> DATA FOR PROCESSING
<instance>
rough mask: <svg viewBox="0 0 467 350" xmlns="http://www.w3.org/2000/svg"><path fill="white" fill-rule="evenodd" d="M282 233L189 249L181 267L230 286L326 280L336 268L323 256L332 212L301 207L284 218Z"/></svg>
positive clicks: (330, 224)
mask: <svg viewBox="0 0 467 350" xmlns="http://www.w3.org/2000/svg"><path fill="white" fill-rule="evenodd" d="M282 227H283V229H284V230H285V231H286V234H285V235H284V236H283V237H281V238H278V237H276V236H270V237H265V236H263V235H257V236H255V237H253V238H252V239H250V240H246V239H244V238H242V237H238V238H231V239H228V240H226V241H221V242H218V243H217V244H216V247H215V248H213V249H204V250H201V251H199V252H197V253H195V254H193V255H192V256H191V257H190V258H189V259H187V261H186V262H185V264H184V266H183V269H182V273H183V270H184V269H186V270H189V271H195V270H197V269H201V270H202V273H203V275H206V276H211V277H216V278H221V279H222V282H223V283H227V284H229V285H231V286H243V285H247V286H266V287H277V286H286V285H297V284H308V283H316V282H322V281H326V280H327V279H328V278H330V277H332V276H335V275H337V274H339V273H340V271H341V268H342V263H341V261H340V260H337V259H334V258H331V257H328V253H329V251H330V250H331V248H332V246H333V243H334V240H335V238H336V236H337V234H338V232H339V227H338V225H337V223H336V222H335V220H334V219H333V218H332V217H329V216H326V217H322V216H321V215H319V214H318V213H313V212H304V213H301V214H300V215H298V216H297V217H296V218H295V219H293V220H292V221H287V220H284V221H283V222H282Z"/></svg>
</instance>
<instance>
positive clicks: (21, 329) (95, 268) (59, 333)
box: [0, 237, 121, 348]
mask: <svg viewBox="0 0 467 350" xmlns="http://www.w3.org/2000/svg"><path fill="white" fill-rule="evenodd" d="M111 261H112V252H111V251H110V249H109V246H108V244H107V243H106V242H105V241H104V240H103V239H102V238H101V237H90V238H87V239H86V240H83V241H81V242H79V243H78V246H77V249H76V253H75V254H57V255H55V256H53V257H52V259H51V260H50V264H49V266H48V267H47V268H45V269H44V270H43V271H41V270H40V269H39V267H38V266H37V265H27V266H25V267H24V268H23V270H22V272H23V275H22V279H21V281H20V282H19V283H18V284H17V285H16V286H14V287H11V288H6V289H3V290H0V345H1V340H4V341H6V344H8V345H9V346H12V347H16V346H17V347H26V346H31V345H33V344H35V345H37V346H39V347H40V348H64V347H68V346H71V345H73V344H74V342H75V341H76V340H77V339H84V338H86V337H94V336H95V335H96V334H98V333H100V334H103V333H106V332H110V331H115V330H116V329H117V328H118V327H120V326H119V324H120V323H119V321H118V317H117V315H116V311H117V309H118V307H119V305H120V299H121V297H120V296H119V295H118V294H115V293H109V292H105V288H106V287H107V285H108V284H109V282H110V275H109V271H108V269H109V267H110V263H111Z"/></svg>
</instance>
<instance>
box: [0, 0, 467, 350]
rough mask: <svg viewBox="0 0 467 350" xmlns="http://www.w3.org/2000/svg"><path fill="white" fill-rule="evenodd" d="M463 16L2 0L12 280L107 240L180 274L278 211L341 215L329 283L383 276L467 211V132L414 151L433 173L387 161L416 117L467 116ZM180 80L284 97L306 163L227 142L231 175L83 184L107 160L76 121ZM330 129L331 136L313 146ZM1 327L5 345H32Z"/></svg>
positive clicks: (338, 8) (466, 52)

> ACTION ITEM
Your answer should consist of the material above, written out word for word.

> REPLY
<instance>
rough mask: <svg viewBox="0 0 467 350" xmlns="http://www.w3.org/2000/svg"><path fill="white" fill-rule="evenodd" d="M282 233L189 249L181 267L230 286L326 280L336 268L323 256L332 212L301 207L284 218Z"/></svg>
positive clicks: (330, 224)
mask: <svg viewBox="0 0 467 350" xmlns="http://www.w3.org/2000/svg"><path fill="white" fill-rule="evenodd" d="M282 227H283V229H284V230H285V231H286V234H285V235H284V236H283V237H281V238H278V237H276V236H270V237H265V236H263V235H257V236H255V237H253V238H252V239H250V240H246V239H244V238H242V237H238V238H231V239H228V240H226V241H221V242H218V243H217V244H216V247H215V248H213V249H204V250H201V251H199V252H197V253H195V254H193V255H192V256H191V257H190V258H189V259H187V261H186V262H185V264H184V266H183V269H182V273H183V270H184V269H186V270H189V271H195V270H197V269H201V270H202V273H203V275H206V276H211V277H216V278H221V279H222V282H223V283H227V284H229V285H231V286H243V285H247V286H266V287H277V286H286V285H297V284H308V283H316V282H322V281H326V280H327V279H328V278H330V277H332V276H335V275H337V274H339V273H340V271H341V268H342V263H341V261H340V260H337V259H334V258H331V257H328V253H329V251H330V250H331V248H332V246H333V243H334V240H335V238H336V236H337V234H338V232H339V227H338V225H337V223H336V222H335V220H334V219H333V218H332V217H329V216H326V217H322V216H321V215H319V214H318V213H313V212H304V213H301V214H300V215H298V216H297V217H296V218H295V219H293V220H292V221H287V220H284V221H283V222H282Z"/></svg>
</instance>
<instance>
positive clicks: (21, 329) (95, 268) (59, 333)
box: [0, 237, 121, 348]
mask: <svg viewBox="0 0 467 350" xmlns="http://www.w3.org/2000/svg"><path fill="white" fill-rule="evenodd" d="M111 261H112V252H111V251H110V249H109V246H108V244H107V243H106V242H105V241H104V240H103V239H102V238H101V237H90V238H87V239H86V240H83V241H81V242H79V243H78V246H77V249H76V253H75V254H57V255H55V256H53V257H52V259H51V260H50V264H49V266H48V267H47V268H45V269H44V270H43V271H41V270H40V269H39V267H38V266H37V265H27V266H25V267H24V268H23V270H22V272H23V275H22V279H21V281H20V282H19V283H18V284H17V285H16V286H14V287H11V288H6V289H3V290H0V345H1V340H4V341H6V344H8V345H9V346H12V347H16V346H17V347H26V346H31V345H33V344H35V345H37V346H39V347H40V348H64V347H68V346H71V345H73V344H74V342H75V341H76V340H77V339H84V338H86V337H94V336H95V335H96V334H98V333H100V334H103V333H106V332H110V331H115V330H116V329H117V328H118V327H120V326H119V324H120V323H119V321H118V317H117V315H116V311H117V309H118V307H119V305H120V299H121V297H120V296H119V295H118V294H115V293H109V292H105V288H106V287H107V285H108V284H109V282H110V275H109V271H108V269H109V267H110V263H111Z"/></svg>
</instance>
<instance>
box: [0, 0, 467, 350]
rough mask: <svg viewBox="0 0 467 350" xmlns="http://www.w3.org/2000/svg"><path fill="white" fill-rule="evenodd" d="M463 16L2 0L12 280L107 240L180 274L278 211L341 215L329 283L383 276L467 211V132L414 151L433 173L387 161L416 117L467 116ZM180 80L284 97L306 163L227 142L231 175L83 184L107 160L76 121ZM330 129L331 136L313 146ZM1 327L5 345H32Z"/></svg>
positive clicks: (338, 8) (466, 52)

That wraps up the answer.